Records drawn from a dataset:
........

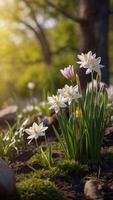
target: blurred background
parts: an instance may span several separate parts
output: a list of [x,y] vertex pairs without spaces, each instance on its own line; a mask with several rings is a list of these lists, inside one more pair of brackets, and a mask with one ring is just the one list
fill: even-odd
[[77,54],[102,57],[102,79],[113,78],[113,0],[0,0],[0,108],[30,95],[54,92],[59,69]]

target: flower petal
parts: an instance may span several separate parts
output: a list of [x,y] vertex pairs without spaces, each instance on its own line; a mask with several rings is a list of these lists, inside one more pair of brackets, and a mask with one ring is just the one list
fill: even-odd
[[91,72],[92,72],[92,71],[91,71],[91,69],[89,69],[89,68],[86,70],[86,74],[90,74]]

........

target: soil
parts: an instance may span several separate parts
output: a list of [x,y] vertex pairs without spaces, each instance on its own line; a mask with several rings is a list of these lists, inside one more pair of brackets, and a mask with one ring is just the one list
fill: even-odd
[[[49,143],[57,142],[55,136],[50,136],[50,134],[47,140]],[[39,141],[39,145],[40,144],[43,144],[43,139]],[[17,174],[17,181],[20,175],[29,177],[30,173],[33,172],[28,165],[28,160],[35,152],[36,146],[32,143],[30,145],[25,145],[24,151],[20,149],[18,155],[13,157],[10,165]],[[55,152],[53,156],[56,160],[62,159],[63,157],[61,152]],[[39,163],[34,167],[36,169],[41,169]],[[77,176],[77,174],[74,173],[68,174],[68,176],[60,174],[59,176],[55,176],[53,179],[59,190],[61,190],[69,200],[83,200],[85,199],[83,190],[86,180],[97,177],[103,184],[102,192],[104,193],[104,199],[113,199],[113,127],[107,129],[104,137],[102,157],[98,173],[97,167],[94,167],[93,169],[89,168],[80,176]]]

........

• **WORK TASK**
Provide solely the number of lines in the data that include the word "target".

• **REPLY**
3